Aim of the exercise ▸ Could you write out exactly the lines from the one that contains "Where can the chopped" through the last line of the listing below, both included and nothing more?

Records provided ▸
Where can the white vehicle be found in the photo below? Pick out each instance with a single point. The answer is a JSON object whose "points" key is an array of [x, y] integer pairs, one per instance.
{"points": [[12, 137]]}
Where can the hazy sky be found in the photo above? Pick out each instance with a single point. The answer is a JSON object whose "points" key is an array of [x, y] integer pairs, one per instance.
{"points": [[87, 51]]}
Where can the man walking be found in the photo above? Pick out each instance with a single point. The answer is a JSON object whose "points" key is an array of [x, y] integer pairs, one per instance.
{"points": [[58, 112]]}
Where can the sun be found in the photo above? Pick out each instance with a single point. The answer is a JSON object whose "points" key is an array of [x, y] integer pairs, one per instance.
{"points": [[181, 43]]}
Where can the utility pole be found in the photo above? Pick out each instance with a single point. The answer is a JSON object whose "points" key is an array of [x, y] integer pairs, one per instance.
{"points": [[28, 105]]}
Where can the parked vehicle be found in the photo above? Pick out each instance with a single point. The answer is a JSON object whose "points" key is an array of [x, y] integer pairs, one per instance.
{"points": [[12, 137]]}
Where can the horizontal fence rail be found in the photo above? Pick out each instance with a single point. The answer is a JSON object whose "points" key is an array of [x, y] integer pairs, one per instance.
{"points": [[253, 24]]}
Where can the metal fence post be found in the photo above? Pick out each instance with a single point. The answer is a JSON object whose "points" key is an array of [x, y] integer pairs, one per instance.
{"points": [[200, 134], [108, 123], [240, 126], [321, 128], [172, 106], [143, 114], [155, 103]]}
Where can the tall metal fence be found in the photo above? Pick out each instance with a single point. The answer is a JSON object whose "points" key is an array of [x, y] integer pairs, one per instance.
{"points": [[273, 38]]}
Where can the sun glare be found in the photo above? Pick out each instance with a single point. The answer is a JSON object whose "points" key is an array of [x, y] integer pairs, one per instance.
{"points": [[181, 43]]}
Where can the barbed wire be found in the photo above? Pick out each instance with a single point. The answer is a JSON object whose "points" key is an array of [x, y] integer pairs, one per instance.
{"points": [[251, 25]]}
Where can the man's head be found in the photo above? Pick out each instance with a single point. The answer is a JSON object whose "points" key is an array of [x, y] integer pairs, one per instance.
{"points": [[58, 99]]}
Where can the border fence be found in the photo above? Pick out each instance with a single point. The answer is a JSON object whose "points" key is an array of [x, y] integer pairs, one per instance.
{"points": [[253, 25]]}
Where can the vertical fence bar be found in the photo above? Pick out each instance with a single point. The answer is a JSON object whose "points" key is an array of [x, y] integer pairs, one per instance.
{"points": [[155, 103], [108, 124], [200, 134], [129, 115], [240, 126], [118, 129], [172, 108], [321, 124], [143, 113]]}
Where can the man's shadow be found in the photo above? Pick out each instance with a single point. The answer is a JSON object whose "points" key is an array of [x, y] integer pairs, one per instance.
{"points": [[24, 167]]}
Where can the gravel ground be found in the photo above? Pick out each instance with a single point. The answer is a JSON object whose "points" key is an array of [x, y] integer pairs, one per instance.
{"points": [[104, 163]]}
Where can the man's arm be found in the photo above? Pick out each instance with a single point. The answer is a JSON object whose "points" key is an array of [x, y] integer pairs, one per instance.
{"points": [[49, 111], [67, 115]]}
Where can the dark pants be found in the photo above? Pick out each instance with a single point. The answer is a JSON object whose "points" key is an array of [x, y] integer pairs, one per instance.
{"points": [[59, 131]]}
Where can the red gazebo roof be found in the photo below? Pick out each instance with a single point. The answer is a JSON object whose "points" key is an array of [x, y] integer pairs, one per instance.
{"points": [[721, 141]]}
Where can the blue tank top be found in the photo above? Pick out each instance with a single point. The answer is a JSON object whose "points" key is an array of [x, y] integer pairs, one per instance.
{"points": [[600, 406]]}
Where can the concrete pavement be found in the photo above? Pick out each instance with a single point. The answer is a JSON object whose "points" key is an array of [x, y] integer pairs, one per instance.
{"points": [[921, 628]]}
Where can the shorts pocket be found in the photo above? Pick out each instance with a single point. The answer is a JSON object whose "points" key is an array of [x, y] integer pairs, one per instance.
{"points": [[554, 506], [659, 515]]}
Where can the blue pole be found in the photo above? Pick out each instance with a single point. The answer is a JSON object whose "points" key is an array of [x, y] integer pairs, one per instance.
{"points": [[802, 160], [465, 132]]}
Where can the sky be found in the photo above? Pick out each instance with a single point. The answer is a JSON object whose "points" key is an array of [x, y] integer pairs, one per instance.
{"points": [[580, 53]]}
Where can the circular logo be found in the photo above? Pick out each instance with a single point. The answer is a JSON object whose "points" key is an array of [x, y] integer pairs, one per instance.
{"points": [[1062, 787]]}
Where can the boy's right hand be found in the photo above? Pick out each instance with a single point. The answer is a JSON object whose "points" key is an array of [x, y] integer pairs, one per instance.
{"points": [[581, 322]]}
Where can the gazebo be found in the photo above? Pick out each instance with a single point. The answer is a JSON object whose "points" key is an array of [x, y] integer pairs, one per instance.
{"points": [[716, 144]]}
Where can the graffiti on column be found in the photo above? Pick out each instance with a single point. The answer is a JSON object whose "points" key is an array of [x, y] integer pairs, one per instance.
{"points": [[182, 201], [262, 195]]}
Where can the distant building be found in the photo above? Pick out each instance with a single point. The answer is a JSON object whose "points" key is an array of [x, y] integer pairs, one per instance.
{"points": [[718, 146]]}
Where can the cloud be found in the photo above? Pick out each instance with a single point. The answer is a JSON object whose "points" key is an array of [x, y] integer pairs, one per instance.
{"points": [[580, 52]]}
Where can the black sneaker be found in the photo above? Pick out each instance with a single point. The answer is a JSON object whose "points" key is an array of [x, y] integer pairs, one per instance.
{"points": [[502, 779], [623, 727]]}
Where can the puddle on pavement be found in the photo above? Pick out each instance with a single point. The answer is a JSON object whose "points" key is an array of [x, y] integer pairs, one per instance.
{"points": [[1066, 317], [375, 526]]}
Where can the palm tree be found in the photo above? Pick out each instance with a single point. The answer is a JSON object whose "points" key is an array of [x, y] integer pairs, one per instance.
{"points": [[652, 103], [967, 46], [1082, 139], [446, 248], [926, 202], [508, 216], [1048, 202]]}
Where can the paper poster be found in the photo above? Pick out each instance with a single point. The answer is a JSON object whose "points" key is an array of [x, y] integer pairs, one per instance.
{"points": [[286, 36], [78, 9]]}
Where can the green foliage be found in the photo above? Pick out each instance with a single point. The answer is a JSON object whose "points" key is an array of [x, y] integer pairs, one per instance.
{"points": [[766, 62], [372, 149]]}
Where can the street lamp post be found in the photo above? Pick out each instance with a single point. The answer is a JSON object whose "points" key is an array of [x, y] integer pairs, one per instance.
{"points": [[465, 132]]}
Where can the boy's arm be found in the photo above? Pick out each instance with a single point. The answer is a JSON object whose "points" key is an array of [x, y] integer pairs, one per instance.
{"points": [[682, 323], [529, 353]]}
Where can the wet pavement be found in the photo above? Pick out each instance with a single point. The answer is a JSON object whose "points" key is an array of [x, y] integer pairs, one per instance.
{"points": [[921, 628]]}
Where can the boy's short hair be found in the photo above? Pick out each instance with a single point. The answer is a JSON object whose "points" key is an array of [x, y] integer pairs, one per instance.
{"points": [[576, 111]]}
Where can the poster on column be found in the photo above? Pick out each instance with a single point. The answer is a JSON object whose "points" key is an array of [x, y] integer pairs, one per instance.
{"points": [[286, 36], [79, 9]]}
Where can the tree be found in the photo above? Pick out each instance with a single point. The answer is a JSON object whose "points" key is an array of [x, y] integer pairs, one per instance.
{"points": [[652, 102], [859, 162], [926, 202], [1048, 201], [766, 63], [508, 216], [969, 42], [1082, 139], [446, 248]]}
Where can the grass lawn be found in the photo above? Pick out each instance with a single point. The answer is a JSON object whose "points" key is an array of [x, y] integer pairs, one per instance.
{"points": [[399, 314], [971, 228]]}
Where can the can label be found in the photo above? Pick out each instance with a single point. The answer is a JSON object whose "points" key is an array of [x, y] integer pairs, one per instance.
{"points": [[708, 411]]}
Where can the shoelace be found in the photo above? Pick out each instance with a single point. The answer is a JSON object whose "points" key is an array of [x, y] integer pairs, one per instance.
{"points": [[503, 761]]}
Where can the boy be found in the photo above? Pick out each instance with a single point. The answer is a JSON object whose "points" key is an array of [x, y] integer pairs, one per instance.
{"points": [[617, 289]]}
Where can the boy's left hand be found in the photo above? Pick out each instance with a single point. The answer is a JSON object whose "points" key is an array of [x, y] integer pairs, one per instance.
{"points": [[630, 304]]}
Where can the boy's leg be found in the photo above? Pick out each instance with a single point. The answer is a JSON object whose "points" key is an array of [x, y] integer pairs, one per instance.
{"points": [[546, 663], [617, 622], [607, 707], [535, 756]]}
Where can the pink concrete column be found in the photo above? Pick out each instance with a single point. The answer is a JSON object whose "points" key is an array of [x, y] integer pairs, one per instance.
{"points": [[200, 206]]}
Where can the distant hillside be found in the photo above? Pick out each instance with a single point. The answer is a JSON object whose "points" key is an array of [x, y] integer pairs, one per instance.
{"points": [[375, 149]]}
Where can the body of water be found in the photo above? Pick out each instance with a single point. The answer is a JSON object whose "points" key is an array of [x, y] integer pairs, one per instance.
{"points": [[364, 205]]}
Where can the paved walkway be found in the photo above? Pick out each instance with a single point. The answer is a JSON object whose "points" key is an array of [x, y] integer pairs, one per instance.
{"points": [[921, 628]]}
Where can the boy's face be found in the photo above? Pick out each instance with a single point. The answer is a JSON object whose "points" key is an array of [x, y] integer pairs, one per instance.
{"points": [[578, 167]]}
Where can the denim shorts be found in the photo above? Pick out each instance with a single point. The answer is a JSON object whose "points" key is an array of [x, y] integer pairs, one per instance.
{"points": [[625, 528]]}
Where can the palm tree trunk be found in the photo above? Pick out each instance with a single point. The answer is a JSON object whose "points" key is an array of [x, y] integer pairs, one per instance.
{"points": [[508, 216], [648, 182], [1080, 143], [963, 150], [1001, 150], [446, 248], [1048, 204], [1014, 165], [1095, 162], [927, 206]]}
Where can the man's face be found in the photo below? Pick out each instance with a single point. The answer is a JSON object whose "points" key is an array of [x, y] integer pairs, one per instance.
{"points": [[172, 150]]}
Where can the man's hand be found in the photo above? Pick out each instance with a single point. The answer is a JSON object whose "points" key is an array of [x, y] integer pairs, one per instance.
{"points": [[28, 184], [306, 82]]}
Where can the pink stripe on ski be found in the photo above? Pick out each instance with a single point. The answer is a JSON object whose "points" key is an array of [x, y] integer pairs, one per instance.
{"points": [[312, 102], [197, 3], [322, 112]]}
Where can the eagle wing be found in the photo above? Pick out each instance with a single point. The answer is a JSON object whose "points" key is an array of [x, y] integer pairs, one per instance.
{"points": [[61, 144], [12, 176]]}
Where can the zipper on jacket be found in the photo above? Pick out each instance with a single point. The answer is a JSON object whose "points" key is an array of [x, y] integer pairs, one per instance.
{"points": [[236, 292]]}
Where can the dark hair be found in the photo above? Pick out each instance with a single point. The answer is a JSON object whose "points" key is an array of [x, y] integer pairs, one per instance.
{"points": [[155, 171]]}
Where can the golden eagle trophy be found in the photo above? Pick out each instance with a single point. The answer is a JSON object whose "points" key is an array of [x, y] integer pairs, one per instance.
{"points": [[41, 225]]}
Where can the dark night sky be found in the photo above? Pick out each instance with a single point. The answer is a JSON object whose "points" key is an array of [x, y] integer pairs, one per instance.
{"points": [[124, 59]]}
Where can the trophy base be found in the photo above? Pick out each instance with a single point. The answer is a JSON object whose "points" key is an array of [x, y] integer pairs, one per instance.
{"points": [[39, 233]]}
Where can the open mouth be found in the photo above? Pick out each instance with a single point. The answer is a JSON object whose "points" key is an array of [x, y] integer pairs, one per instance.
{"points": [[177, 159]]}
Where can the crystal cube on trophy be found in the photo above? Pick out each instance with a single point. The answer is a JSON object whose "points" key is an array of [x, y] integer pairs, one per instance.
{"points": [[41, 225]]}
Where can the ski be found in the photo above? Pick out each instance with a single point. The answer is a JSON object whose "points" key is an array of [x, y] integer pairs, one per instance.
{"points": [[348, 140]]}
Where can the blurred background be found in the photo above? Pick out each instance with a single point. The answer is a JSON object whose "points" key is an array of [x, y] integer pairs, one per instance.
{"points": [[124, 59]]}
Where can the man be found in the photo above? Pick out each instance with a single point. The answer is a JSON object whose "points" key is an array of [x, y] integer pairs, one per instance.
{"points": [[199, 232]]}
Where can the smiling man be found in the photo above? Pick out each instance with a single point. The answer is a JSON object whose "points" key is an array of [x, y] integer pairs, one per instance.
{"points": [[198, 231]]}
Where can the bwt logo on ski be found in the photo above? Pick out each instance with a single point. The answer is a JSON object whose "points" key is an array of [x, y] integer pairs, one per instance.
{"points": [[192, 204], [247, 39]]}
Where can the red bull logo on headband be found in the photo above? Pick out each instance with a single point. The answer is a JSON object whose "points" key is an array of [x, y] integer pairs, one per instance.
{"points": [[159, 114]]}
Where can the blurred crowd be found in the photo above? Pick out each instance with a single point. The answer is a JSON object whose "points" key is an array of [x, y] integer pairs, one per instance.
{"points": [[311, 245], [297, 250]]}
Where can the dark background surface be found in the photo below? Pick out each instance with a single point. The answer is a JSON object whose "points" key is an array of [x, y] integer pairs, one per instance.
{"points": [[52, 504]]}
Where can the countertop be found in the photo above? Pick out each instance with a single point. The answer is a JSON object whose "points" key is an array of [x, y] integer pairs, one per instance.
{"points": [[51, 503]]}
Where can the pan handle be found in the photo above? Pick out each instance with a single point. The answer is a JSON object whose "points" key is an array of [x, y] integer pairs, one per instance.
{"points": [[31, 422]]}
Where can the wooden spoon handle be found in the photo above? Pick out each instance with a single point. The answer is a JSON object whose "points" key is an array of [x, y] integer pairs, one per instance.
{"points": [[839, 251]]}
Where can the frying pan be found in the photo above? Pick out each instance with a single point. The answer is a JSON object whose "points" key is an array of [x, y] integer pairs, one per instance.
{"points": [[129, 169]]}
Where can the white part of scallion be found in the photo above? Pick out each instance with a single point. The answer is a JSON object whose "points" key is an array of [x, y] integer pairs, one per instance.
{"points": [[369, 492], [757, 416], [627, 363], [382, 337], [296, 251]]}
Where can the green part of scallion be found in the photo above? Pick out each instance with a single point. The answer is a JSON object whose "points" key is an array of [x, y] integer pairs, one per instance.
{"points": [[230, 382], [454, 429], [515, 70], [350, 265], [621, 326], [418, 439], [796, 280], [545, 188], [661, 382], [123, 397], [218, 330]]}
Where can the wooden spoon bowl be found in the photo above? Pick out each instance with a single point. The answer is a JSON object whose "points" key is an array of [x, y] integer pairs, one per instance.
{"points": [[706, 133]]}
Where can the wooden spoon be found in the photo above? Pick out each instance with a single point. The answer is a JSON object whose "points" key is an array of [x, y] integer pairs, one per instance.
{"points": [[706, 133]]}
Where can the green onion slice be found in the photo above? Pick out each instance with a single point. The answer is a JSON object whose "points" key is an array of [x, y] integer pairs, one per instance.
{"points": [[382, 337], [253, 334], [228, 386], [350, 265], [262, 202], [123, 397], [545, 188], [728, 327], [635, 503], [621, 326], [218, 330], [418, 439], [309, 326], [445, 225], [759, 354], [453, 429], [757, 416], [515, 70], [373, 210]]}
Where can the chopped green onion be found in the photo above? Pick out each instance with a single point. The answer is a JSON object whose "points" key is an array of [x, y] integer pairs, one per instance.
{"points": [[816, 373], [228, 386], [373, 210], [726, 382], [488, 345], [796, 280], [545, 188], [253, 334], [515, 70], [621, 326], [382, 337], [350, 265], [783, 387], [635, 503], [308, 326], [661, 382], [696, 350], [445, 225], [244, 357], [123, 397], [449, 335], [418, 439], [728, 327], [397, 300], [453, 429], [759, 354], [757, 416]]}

Answer below ▸
Where can the chopped green onion be found in the photo above? Pick out each instance with a single point. The answer is a JSON object whose "points" key is an array of [x, y] integer pairs, one per instance.
{"points": [[816, 373], [228, 386], [373, 210], [726, 382], [488, 345], [796, 280], [545, 188], [253, 334], [515, 70], [621, 326], [382, 337], [350, 265], [783, 387], [635, 503], [308, 326], [661, 382], [696, 350], [445, 225], [244, 357], [123, 397], [449, 335], [418, 439], [728, 327], [397, 300], [453, 429], [759, 354], [757, 416]]}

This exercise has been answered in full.